* Requirement
Every line of the records below that has the word "brown" should be copied.

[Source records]
────────────────────────────────────────

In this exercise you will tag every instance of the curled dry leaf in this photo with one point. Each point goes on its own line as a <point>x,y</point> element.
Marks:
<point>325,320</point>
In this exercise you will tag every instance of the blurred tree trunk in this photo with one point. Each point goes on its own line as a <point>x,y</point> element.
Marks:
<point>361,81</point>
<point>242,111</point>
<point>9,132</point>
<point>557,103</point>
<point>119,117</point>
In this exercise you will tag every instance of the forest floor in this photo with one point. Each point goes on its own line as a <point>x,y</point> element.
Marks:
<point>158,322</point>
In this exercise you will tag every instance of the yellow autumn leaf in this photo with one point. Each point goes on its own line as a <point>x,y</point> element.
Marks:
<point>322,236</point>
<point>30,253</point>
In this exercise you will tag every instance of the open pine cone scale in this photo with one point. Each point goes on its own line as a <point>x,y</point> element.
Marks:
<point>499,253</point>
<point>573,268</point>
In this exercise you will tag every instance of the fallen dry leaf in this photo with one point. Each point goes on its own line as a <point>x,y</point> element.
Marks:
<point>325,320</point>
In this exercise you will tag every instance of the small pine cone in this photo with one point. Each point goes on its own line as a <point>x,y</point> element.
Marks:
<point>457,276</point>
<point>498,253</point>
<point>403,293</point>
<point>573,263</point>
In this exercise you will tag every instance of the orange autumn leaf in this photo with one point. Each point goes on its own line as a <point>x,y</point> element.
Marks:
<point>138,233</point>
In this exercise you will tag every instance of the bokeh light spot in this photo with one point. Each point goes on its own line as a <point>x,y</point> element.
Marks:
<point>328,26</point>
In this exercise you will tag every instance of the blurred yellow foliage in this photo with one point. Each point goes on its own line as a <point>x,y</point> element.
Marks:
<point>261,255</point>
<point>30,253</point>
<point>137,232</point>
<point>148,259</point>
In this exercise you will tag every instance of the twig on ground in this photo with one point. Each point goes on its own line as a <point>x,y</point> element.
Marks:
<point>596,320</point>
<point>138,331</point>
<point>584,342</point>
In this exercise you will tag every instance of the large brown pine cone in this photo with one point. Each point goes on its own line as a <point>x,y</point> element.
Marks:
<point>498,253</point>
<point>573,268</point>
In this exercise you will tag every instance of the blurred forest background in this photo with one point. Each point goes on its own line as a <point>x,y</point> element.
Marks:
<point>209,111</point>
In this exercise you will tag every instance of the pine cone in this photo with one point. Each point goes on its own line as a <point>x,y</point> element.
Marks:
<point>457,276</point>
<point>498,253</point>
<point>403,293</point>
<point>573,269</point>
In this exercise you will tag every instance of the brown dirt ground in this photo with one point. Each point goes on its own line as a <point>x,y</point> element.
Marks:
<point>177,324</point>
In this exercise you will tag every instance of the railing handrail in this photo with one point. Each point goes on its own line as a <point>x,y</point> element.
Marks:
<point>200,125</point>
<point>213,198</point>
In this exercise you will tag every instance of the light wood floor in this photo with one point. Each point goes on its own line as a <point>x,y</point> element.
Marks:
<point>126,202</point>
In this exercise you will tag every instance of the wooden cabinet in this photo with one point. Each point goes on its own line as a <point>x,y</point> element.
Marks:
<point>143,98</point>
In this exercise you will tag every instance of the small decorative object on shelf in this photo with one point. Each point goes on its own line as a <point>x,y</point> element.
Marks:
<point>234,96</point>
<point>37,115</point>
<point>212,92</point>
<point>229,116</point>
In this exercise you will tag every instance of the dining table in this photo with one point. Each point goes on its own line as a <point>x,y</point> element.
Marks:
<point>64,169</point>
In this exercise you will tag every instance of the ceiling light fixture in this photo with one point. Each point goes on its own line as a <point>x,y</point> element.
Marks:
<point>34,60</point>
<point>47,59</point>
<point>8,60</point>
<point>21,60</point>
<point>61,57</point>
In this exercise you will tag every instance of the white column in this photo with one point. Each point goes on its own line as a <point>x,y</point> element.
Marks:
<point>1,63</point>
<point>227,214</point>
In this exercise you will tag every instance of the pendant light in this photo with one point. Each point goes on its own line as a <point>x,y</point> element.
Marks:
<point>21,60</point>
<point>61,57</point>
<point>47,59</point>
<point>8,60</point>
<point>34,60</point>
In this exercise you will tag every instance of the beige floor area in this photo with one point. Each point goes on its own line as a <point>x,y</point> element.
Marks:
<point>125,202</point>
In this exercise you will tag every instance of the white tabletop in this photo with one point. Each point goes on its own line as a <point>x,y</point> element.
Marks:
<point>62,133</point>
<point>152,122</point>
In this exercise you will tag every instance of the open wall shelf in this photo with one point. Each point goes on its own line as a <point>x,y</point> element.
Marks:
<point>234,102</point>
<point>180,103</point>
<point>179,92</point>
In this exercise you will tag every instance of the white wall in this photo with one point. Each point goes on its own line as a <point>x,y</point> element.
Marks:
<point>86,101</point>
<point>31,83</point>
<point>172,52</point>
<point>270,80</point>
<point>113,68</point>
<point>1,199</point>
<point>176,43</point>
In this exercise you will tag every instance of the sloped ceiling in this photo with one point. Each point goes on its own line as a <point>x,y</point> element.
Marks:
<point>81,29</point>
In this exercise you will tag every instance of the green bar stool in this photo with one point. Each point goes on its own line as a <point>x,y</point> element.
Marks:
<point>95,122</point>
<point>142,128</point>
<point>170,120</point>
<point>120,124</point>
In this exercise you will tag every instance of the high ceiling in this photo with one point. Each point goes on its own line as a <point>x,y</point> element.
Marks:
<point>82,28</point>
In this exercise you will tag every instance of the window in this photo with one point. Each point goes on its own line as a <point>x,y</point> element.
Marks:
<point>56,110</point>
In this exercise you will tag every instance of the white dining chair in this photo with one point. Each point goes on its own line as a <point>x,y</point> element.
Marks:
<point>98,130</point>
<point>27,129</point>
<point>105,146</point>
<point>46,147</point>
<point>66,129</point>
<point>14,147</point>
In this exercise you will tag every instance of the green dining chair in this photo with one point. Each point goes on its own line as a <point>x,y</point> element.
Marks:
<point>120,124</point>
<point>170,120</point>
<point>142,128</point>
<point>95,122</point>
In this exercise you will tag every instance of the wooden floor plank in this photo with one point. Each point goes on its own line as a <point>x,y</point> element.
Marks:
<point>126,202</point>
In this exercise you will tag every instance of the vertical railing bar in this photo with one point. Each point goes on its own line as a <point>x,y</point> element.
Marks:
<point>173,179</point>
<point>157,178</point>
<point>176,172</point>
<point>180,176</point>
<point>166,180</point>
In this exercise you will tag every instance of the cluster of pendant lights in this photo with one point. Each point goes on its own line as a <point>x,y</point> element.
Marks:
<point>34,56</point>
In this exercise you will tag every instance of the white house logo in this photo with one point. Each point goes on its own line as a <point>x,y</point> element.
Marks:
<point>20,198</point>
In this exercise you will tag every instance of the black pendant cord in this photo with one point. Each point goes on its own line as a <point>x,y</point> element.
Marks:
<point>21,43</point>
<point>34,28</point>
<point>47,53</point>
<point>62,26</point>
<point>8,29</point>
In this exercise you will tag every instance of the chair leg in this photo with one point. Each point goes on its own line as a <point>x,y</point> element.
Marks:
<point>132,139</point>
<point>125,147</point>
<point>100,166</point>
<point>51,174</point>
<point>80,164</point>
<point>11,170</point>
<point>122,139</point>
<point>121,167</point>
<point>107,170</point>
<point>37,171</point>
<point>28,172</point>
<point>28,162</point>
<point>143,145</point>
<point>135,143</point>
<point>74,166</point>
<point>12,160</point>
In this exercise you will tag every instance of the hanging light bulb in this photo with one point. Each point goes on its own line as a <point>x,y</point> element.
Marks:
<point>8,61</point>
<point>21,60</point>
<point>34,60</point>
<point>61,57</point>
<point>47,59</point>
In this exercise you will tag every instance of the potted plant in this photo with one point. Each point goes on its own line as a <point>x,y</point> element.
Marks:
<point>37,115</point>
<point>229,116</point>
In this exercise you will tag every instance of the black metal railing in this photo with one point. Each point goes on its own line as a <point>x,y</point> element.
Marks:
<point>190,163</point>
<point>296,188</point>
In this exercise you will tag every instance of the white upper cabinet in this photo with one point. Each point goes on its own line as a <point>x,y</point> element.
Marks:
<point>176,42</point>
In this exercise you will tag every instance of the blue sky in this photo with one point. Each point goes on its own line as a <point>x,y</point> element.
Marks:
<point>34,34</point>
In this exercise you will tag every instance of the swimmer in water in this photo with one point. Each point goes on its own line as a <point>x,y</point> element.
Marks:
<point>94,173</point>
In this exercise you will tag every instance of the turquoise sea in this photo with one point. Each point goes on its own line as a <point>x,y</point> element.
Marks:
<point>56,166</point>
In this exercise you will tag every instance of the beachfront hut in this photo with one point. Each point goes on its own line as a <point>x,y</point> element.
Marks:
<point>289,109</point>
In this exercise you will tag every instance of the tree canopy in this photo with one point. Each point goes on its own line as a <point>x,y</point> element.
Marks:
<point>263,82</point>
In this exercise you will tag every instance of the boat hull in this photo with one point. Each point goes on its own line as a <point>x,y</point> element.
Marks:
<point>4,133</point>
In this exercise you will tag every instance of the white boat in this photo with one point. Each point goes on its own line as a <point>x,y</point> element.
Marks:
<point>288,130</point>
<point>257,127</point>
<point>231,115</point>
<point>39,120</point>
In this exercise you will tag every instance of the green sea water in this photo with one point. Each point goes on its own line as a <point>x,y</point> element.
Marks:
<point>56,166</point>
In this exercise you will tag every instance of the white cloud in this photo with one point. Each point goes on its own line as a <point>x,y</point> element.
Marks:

────────────────────────────────────────

* Result of the exercise
In this exercise you will tag every instance of the large brown pine cone in this photo with one point. Each point goes on its own line as a <point>x,y</point> element.
In this exercise you will tag every instance of the brown dirt ground in this photo with one point. Each point goes on its own line as a <point>x,y</point> element.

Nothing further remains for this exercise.